--- Records supplied Enclosed Below ---

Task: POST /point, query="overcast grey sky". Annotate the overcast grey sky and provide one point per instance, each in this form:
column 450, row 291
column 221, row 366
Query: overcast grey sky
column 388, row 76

--- End of Enclosed Records supplied ---

About this exercise:
Set down the material above in full, keeping each line exactly as it is.

Exercise result:
Task: POST /point, query="overcast grey sky". Annotate the overcast grey sky and provide one point per instance, each in this form:
column 450, row 291
column 221, row 366
Query: overcast grey sky
column 388, row 76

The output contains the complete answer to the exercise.